_原文_:

|---|

[2019杭电多校第七场][hdu6646]A + B = C(hash)

题目链接：http://acm.hdu.edu.cn/showproblem.php?pid=6646

题意为求$a*10^{x}+b*10^{y}=c*10^{z}$满足公式的任意一组解$x,y,z$。

因为c有可能会由$a+b$进位得到，所以先在c后添加0使得c长度最长，然后先固定a的长度为c-1或c,遍历b的长度为b到c。

用hash判断是否相等。再交换b和a的顺序再判断一次。

#include<iostream>
#include<cstdio>
#include<cstring>
#include<string>
#include<algorithm>
using namespace std;
typedef long long ll;
const int maxn = 1e5 + 110;
struct hash {
    int base, mod;
    int tot, Hash[maxn], xp[maxn];
    hash() {
        tot = 0; xp[0] = 1; base = 10; mod = 1e9 + 7;
    }
    void init() { tot = 0; }
    void insert(int c) {
        tot++;
        Hash[tot] = (1LL * Hash[tot - 1] * base + c) % mod;
        xp[tot] = (1LL * xp[tot - 1] * base) % mod;
    }
    int query(int l, int r) {
        if (l == 1) return Hash[r];
        return (Hash[r] - (1LL * Hash[l - 1] * xp[r - l + 1] % mod) + mod) % mod;
    }
    friend bool check(hash &a, int l1, int r1, hash &b, int l2, int r2, hash &c, int l3, int r3) {
        if ((a.query(l1, r1) + b.query(l2, r2)) % a.mod != c.query(l3, r3)) return false;
        return true;
    }

}h[4];
char a[4][maxn];
int len[4], oldlen[4];
int main() {
    int t;
    scanf("%d", &t);
    while (t--) {
        scanf("%s%s%s", a[1] + 1, a[2] + 1, a[3] + 1);
        for (int i = 1; i <= 3; i++)
            oldlen[i] = len[i] = strlen(a[i] + 1), h[i].init();
        for (int i = 1; i <= 3; i++)
            for (int j = 1; j <= len[i]; j++)

|---|

_所给材料_:

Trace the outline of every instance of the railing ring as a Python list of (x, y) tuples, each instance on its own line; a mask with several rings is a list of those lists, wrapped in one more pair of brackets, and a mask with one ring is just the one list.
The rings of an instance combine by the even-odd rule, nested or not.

|---|

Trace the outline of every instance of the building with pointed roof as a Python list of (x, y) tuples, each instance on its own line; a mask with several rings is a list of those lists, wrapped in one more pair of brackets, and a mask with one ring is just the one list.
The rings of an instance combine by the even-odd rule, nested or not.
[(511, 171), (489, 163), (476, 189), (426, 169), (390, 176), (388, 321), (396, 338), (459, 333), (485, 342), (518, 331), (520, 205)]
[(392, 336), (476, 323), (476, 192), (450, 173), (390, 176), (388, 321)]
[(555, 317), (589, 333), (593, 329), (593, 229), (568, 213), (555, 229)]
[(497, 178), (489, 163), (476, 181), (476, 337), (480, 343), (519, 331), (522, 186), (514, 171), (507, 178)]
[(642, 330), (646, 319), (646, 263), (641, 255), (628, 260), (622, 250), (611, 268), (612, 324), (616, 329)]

|---|

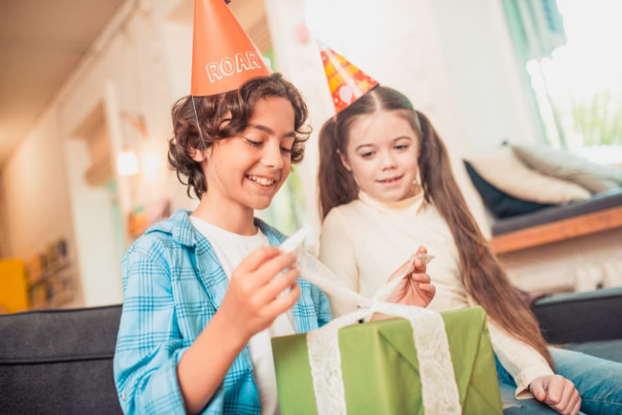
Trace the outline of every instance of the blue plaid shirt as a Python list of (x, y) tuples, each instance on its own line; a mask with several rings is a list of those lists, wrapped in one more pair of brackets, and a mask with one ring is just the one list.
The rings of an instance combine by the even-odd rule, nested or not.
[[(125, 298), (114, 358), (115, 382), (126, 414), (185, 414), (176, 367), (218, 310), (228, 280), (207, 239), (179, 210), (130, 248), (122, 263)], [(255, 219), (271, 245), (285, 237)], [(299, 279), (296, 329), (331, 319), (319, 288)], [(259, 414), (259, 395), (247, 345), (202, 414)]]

|---|

_完成以下任务_:
**a.** 请把列表中所有含有字符串“those”的行逐一收集并照抄下来，匹配时区分大小写。
**b.** 请从最后一行之后接着往下写关于 A + B = C 哈希解法的原文。

_各题答案_:
**a.**
Trace the outline of every instance of the railing ring as a Python list of (x, y) tuples, each instance on its own line; a mask with several rings is a list of those lists, wrapped in one more pair of brackets, and a mask with one ring is just the one list.
Trace the outline of every instance of the building with pointed roof as a Python list of (x, y) tuples, each instance on its own line; a mask with several rings is a list of those lists, wrapped in one more pair of brackets, and a mask with one ring is just the one list.
Trace the outline of every instance of the blue plaid shirt as a Python list of (x, y) tuples, each instance on its own line; a mask with several rings is a list of those lists, wrapped in one more pair of brackets, and a mask with one ring is just the one list.

**b.**
                h[i].insert(a[i][j] - '0');
        int x = 0, y = 0, z = 0;
        while (len[3] <= max(len[1], len[2]) + 1) {
            z++;
            a[3][++len[3]] = '0';
            h[3].insert(0);
        }
        while (len[1] < len[3]) {
            a[1][++len[1]] = '0';
            h[1].insert(0);
        }
        while (len[2] < len[3]) {
            a[2][++len[2]] = '0';
            h[2].insert(0);
        }
        int f = 1;
        for (int i = oldlen[1]; i <= len[1] && f; i++) {
            if (check(h[1], 1, i, h[2], 1, len[2] - 1, h[3], 1, len[3])) {
                f = 0;
                x = i - oldlen[1], y = len[2] - 1 - oldlen[2];
                break;
            }
            if (check(h[1], 1, i, h[2], 1, len[2], h[3], 1, len[3])) {
                f = 0;
                x = i - oldlen[1], y = len[2] - oldlen[2];
                break;
            }
        }
        for (int i = oldlen[2]; i <= len[2] && f; i++) {
            if (check(h[1], 1, len[1] - 1, h[2], 1, i, h[3], 1, len[3])) {
                f = 0;
                x = len[1] - 1 - oldlen[1], y = i - oldlen[2];
                break;
            }
            if (check(h[1], 1, len[1], h[2], 1, i, h[3], 1, len[3])) {
                f = 0;
                x = len[1] - oldlen[1], y = i - oldlen[2];
                break;
            }
        }
        if (f)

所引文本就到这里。